Extracted information -
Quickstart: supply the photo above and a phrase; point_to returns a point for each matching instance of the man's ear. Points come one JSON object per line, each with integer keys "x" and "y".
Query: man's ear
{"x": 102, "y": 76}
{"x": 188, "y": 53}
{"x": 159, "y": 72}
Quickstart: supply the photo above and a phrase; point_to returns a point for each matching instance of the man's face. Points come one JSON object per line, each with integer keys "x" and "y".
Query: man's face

Exercise brief - All of the records above should be transcribed exactly.

Final answer -
Quickstart: supply the photo above and a phrase; point_to returns a point for each matching instance of the man's ear. Points come one JSON object per line, each with integer keys "x" and "y".
Query: man's ear
{"x": 102, "y": 76}
{"x": 188, "y": 53}
{"x": 159, "y": 72}
Quickstart: supply the photo above and a phrase; point_to returns a point for each matching instance of the man's face. Points come one JSON object per line, each with integer keys "x" and "y".
Query: man's face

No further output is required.